> [PROVIDED RECORDS]:

····················

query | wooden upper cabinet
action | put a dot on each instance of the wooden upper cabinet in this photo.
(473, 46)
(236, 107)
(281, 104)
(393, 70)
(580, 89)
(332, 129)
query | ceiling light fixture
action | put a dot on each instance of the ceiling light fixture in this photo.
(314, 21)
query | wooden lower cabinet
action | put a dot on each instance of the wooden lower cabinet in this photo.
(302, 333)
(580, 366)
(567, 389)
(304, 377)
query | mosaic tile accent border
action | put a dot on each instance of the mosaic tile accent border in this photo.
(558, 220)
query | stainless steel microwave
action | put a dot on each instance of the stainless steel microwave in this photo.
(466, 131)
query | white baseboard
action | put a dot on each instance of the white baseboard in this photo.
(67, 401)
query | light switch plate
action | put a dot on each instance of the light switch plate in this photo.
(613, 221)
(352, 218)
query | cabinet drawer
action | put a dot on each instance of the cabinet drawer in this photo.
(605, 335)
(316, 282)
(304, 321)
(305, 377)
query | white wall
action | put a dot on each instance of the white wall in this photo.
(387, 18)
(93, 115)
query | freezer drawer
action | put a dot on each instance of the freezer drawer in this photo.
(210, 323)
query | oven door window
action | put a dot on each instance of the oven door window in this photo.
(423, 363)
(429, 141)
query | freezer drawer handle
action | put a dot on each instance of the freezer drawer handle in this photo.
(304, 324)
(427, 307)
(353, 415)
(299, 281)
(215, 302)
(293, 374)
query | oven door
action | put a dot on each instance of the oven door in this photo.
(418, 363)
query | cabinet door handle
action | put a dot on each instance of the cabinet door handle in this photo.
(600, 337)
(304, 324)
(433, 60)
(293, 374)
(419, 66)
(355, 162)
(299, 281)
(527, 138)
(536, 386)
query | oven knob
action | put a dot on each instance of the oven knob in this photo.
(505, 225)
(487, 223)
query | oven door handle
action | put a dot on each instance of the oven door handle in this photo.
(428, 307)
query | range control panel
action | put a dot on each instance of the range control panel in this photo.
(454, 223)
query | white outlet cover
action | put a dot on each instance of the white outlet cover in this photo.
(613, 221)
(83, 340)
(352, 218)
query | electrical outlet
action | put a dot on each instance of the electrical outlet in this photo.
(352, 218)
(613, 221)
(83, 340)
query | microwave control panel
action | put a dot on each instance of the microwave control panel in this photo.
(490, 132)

····················

> [EXERCISE AIM]:
Look above for the line holding "query | white baseboard", then set down exactly that line and every line after it up to and including the line holding "query | white wall", with nothing else.

> [RESPONSE TO THIS EXERCISE]:
query | white baseboard
action | put a dot on each instance of the white baseboard in this photo.
(67, 401)
query | light switch plate
action | put a dot on each instance of the light switch plate in this photo.
(613, 221)
(352, 218)
query | cabinet drawer
action | put a dot on each instance of the cabinet drawer in this photo.
(605, 335)
(316, 282)
(304, 321)
(305, 377)
query | white wall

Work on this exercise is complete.